TEXTO SELECIONADO -
P.- Em que te inspiras para compor tuas canções?
R.- A princípio é a resposta a um impulso interior de “criar”, de “dizer” as coisas que vives ou te impactam, com esta linguagem da música que, sem saber muito bem como, sentes que te impulsiona. A experiência interior e a vida estão sempre aí como fonte de inspiração. Isto aparece claramente, por exemplo, em meu primeiro disco “Camino de Santiago”. Mas, para mim, é fundamental a Palavra de Deus como fonte de inspiração. O segundo disco, “Vendremos a él”, foi um desafio neste sentido: cantar a Palavra que nos foi dada: canções à Trindade, ao Pai, ao Filho, ao Espírito, aos templos de Deus que somos, à morada que Deus estabelece em nós, São João, São Paulo, Maria… Se não bebemos no manancial da Palavra de Deus, a música em chave cristã deixará de ser “vocação” para ser mera “exibição”. No caso dos católicos temos a sorte de contar também com a fonte inspiradora que é a tradição da Igreja e o testemunho de seus santos, precisamente como testemunhas vivas do amor de Deus e do seguimento de Cristo, a Palavra feita carne. Para “Confieso tu amor” a inspiração, logicamente, provém de uma dessas testemunhas da fé em Deus e em sua Palavra: Agostinho de Hipona.



A mensagem e a experiência de Santo Agostinho continua sensibilizando às pessoas, porque sua história é também, de um modo ou de outro, nossa história e nossa luta.
Santo Agostinho

P.- Fala-nos dessa idéia de recorrer a Santo Agostinho para por música em suas palavras.
R.- Bem, quem nunca ouviu falar das Confissões, por exemplo? Havendo bebido na tradição de nossa família agostiniana ao longo dos anos de formação e ministério, e tendo em conta que muitos textos de Santo Agostinho têm grande força e beleza, humana e espiritual, digamos que não pude “resistir à tentação” de “musicar a Agostinho”. Isto se plasma, sobretudo, ainda que não exclusivamente, no disco “Confieso tu amor”, dedicado, precisamente, às Confissões de Santo Agostinho. A mensagem e a experiência de Santo Agostinho continua sensibilizando às pessoas, porque sua história é também, de um modo ou de outro, nossa história e nossa luta: deixar que Deus vá inundando toda nossa vida ou, pelo contrário, que marquemos as condições da relação com Ele. Oxalá aquele que escutar “Confieso tu amor”, ao reviver o itinerário espiritual de Santo Agostinho, se sinta animado por Deus e pelo santo de Hipona no seu próprio.

DADOS ARMAZENADOS -
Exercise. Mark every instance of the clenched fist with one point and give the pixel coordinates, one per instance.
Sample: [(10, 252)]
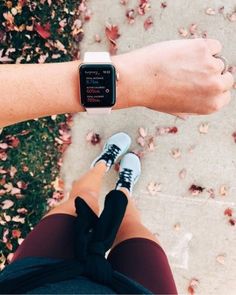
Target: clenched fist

ORIENTAÇÕES DA TAREFA - Reescreva de modo mais breve o parágrafo da entrevista que começa com “Bem, quem nunca ouviu falar das Confissões”, conservando seus fatos principais. Os dados não têm relação com o texto.

SOLUÇÃO - Por ter bebido na tradição da família agostiniana durante os anos de formação e ministério, e diante da força e da beleza humana e espiritual de muitos textos de Santo Agostinho, não resisti a musicá-lo. Isso se concretiza sobretudo, mas não só, no disco “Confieso tu amor”, dedicado às Confissões. A experiência do santo continua tocando as pessoas porque sua história é também a nossa luta: deixar que Deus inunde toda a vida ou impor condições à relação com Ele. Espero que quem ouvir o disco, ao reviver o itinerário espiritual de Agostinho, sinta-se animado por Deus e pelo santo no próprio caminho.